◆ **Stated problem**:
Copy out, word for word and in full, the article on the Sirius XM Indie channel given below.

··· Text segment

Sirius XM Indie, formerly known as Maxim Radio and Stars Too, was a talk channel heard on the Sirius and XM satellite radio platforms. The channel is a spin-off of its sister station Sirius XM Stars.

History

Maxim Radio (2005–2008)
On February 5, 2005, Maxim Radio was launched on Sirius Satellite Radio, and had several popular shows.  The morning show was hosted by Steve Covino and  Rich Davis.  Sami J began as the producer/director. Later Sami J was replaced by Spot. Covino & Rich aired from 3-7pm EST and replayed from 6-10am the following weekday, after former afternoon host Mike Bower moved to mornings.  He was joined by Scooter and the provocative Producer Laura. The Nighttime Nation was hosted by Evan Roberts and Brian O'Leary with producer Rory Hamptons. The night time slot was later taken over by John Devore and Diana Falzone. with producer Princess Lea. On July 26, 2007, Stretch, host of the hourly "man-ER-tainment Report" moved to the late-morning shift, with his show starting at 10:00 AM Eastern.

Sirius XM Stars Too (2008–2013)
On November 12, 2008, when Sirius and XM merged their channel lineups, Sirius Stars personality Jay Thomas announced his show was moving to a yet-to-be-determined channel, which was later revealed to be Maxim Radio. Afterwards, morning man Stretch announced on his MySpace that Sirius and Maxim were terminating their partnership, and that he did not make the cut for the new channel lineup. Stretch was later rehired and became the producer of Faction's The Jason Ellis Show. John Devore and Diana Falzone were split up onto other channels, with Diane moving to Cosmo Radio and John moving to a political talk channel. His show begins in the near future.

······
··· Data records

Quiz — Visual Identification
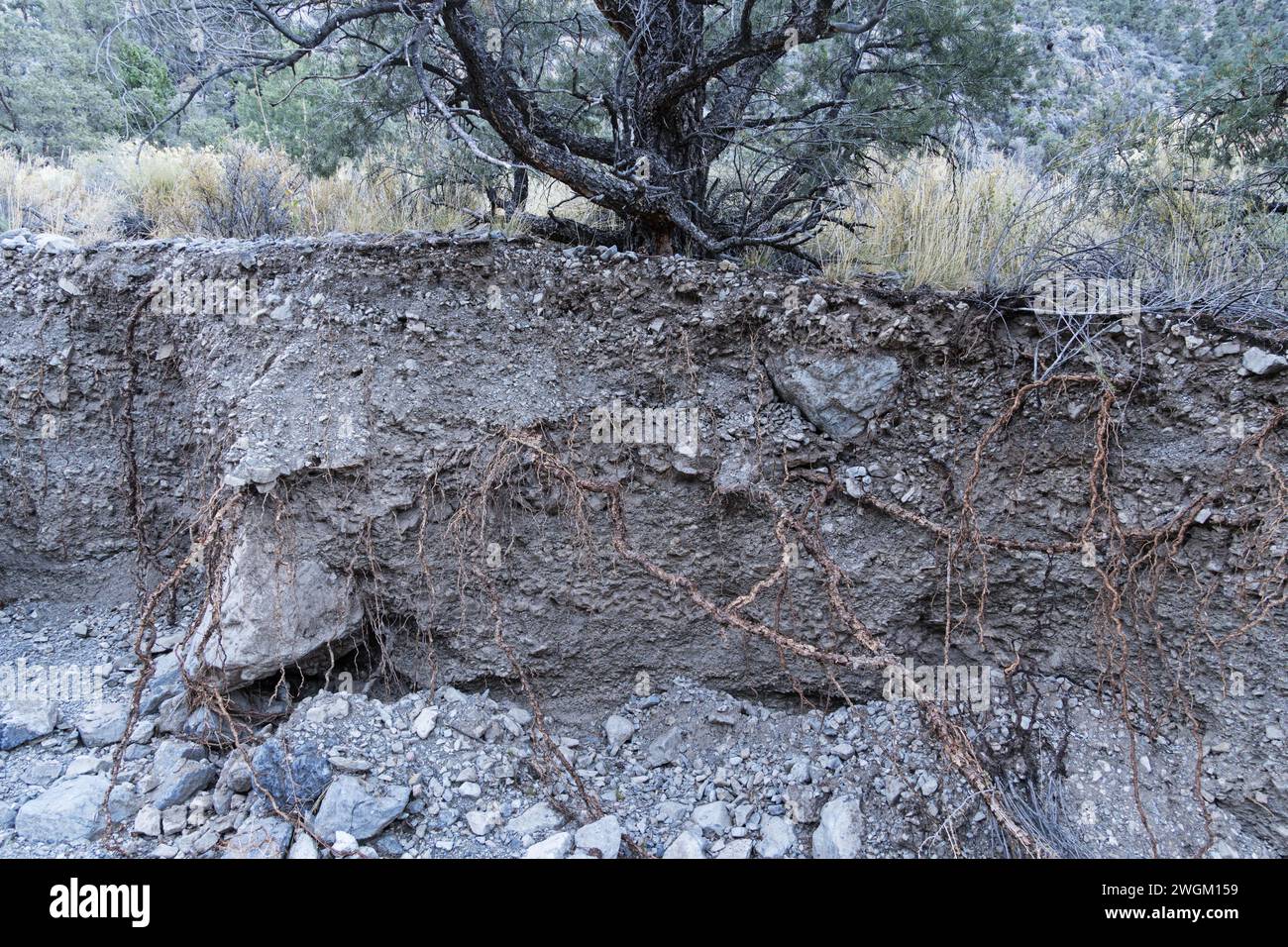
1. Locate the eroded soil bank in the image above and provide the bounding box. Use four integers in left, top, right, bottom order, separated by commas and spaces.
0, 237, 1288, 854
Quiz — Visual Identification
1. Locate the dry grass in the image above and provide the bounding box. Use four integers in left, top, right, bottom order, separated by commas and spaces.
0, 151, 117, 240
0, 141, 1288, 318
814, 154, 1071, 288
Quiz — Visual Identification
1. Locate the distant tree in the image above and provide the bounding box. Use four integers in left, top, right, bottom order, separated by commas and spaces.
133, 0, 1021, 256
0, 0, 123, 155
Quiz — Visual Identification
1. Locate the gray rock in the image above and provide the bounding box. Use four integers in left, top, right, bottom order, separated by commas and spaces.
411, 707, 438, 740
139, 652, 183, 714
604, 714, 635, 751
252, 738, 331, 809
465, 809, 501, 835
180, 531, 362, 689
67, 756, 112, 776
645, 727, 684, 770
286, 832, 321, 860
1243, 347, 1288, 376
313, 776, 411, 843
577, 815, 622, 858
756, 815, 796, 858
224, 817, 295, 858
767, 348, 901, 441
716, 839, 752, 858
14, 776, 139, 841
0, 697, 58, 750
134, 805, 161, 839
76, 703, 130, 746
814, 796, 863, 858
152, 740, 218, 809
662, 832, 705, 858
331, 831, 358, 857
523, 832, 572, 858
36, 233, 77, 257
692, 802, 733, 832
505, 801, 563, 835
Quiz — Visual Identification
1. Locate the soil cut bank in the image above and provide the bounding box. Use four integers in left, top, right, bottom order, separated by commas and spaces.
0, 237, 1288, 854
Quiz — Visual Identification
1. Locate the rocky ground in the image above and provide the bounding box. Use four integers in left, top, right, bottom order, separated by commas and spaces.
0, 233, 1288, 857
0, 600, 1283, 858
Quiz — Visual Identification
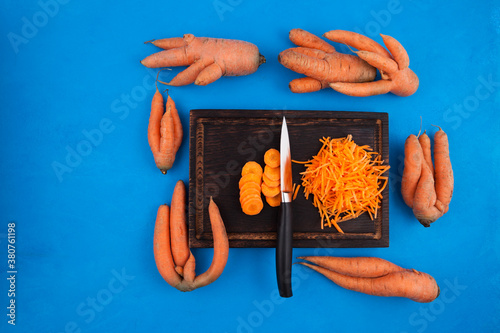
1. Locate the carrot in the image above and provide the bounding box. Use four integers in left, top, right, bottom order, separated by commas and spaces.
153, 205, 182, 288
154, 192, 229, 291
264, 148, 280, 168
241, 161, 262, 176
434, 126, 454, 213
141, 34, 266, 86
262, 173, 281, 187
297, 256, 404, 278
413, 152, 443, 227
288, 29, 335, 53
401, 134, 424, 208
288, 77, 329, 94
266, 194, 281, 207
239, 173, 262, 189
241, 197, 264, 215
166, 95, 184, 154
264, 165, 281, 181
193, 197, 229, 288
170, 180, 189, 272
300, 262, 439, 303
262, 183, 281, 197
148, 87, 164, 154
418, 131, 434, 175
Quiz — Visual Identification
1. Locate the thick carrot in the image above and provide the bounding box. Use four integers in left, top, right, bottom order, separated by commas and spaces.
288, 77, 329, 94
170, 180, 189, 267
288, 29, 335, 53
141, 34, 265, 85
193, 198, 229, 288
166, 95, 184, 154
297, 256, 404, 278
418, 131, 434, 175
300, 262, 439, 303
153, 205, 182, 288
413, 158, 443, 227
434, 126, 454, 213
154, 106, 175, 174
401, 134, 424, 208
148, 88, 164, 154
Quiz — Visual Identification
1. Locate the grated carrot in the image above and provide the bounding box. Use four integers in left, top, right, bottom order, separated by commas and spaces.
293, 135, 389, 233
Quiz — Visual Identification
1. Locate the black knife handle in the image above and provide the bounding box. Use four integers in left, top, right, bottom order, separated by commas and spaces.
276, 202, 293, 297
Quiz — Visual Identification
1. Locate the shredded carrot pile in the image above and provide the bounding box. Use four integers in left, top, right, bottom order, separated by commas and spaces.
294, 135, 389, 233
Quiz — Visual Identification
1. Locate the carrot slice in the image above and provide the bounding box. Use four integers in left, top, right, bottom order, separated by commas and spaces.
266, 194, 281, 207
242, 198, 264, 215
239, 173, 262, 189
262, 173, 281, 187
264, 148, 280, 168
264, 165, 280, 180
262, 184, 281, 197
241, 161, 262, 176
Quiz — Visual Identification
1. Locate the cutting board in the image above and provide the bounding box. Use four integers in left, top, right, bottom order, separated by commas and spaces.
189, 110, 389, 248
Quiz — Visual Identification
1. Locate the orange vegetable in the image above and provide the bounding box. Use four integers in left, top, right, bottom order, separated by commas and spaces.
141, 34, 266, 86
294, 135, 389, 233
300, 258, 439, 303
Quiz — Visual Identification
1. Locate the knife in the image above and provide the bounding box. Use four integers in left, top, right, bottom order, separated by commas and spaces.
276, 117, 293, 297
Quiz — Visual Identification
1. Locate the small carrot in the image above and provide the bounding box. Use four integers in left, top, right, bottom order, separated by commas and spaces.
434, 126, 454, 213
153, 205, 182, 288
297, 256, 404, 278
193, 197, 229, 288
300, 262, 439, 303
401, 134, 424, 208
170, 180, 189, 275
418, 131, 434, 175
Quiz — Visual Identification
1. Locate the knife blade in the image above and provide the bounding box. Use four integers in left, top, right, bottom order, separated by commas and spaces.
276, 117, 293, 297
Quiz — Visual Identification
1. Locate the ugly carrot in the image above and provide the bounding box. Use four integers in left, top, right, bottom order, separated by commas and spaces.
300, 263, 439, 303
193, 198, 229, 288
297, 256, 404, 278
170, 180, 189, 275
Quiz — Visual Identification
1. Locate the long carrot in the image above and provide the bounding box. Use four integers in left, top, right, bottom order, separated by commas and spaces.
141, 34, 266, 85
153, 205, 182, 288
401, 134, 424, 208
297, 256, 404, 278
170, 180, 190, 275
300, 263, 439, 303
434, 126, 454, 213
194, 198, 229, 288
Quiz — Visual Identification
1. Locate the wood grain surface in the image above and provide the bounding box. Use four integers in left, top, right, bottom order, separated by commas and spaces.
189, 110, 389, 248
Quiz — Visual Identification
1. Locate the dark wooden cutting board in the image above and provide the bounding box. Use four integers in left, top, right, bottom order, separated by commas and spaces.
189, 110, 389, 248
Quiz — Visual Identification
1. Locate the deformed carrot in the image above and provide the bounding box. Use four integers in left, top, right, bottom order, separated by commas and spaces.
418, 131, 434, 175
434, 126, 454, 213
170, 180, 190, 272
300, 262, 439, 303
193, 198, 229, 288
241, 161, 262, 176
401, 134, 424, 208
297, 256, 404, 278
264, 165, 281, 181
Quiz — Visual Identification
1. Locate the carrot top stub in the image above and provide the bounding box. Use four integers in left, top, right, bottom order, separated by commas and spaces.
294, 135, 389, 233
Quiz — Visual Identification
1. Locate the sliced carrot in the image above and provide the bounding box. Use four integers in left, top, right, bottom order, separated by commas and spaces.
240, 182, 260, 193
264, 165, 280, 180
266, 194, 281, 207
264, 148, 280, 168
242, 198, 264, 215
262, 173, 281, 187
241, 161, 262, 176
239, 173, 262, 188
262, 183, 281, 197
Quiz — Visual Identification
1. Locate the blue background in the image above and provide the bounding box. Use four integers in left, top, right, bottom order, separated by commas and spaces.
0, 0, 500, 332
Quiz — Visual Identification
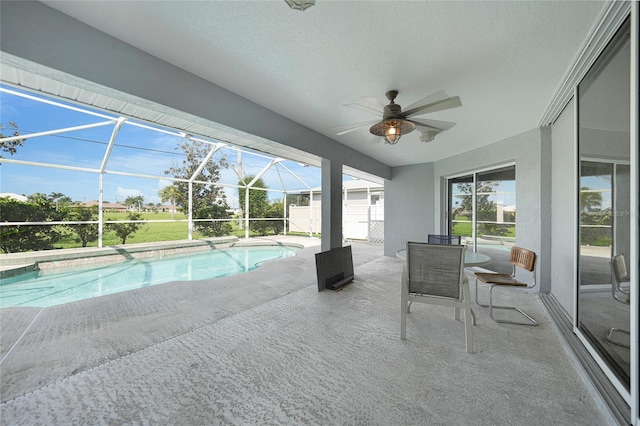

······

◆ **Expected output**:
Sirius XM Indie, formerly known as Maxim Radio and Stars Too, was a talk channel heard on the Sirius and XM satellite radio platforms. The channel is a spin-off of its sister station Sirius XM Stars.

History

Maxim Radio (2005–2008)
On February 5, 2005, Maxim Radio was launched on Sirius Satellite Radio, and had several popular shows.  The morning show was hosted by Steve Covino and  Rich Davis.  Sami J began as the producer/director. Later Sami J was replaced by Spot. Covino & Rich aired from 3-7pm EST and replayed from 6-10am the following weekday, after former afternoon host Mike Bower moved to mornings.  He was joined by Scooter and the provocative Producer Laura. The Nighttime Nation was hosted by Evan Roberts and Brian O'Leary with producer Rory Hamptons. The night time slot was later taken over by John Devore and Diana Falzone. with producer Princess Lea. On July 26, 2007, Stretch, host of the hourly "man-ER-tainment Report" moved to the late-morning shift, with his show starting at 10:00 AM Eastern.

Sirius XM Stars Too (2008–2013)
On November 12, 2008, when Sirius and XM merged their channel lineups, Sirius Stars personality Jay Thomas announced his show was moving to a yet-to-be-determined channel, which was later revealed to be Maxim Radio. Afterwards, morning man Stretch announced on his MySpace that Sirius and Maxim were terminating their partnership, and that he did not make the cut for the new channel lineup. Stretch was later rehired and became the producer of Faction's The Jason Ellis Show. John Devore and Diana Falzone were split up onto other channels, with Diane moving to Cosmo Radio and John moving to a political talk channel. His show begins in the near future.